(Saved entries)

◆ ◆ ◆ ◆ ◆

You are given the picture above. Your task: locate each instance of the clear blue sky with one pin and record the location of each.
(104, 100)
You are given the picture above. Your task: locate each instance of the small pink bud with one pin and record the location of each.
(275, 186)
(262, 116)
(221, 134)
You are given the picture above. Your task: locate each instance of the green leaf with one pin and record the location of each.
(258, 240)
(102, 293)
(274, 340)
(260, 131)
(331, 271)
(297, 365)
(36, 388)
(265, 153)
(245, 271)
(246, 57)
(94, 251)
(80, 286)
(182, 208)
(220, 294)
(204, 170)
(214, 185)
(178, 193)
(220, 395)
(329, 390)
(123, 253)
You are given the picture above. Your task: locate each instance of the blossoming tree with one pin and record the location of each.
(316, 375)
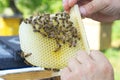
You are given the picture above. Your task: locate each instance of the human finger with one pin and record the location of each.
(83, 57)
(93, 6)
(64, 72)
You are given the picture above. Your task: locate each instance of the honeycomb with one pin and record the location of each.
(42, 48)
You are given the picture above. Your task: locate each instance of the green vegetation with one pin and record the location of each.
(113, 54)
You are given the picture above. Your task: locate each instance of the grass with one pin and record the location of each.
(113, 54)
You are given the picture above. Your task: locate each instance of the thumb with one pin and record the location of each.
(93, 7)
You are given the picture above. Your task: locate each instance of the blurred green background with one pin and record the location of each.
(29, 7)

◆ ◆ ◆ ◆ ◆

Respond with the exact lines running from the one that contains "of the human" through the last line of the data above, and no other lines.

SOLUTION -
You are given the picture above. Your task: locate each instance of the human finger with one pin and record the location of each.
(83, 57)
(93, 6)
(64, 72)
You are given the picture above. Your task: locate each instance of the honeycomb with one pin and record the location of each.
(42, 48)
You are given the picture above. Your task: locate each instance of the green vegetation with one pin and record the location of each.
(113, 54)
You are given the picture above. Your task: locate each instance of the grass with one pin and record the location of each.
(113, 54)
You are given the picture above. Your task: locate each instance of the thumb with one pin and record the location of each.
(93, 7)
You are given the picture above. Your task: locate each instance of the blurred green background with one pin and record the location of each.
(29, 7)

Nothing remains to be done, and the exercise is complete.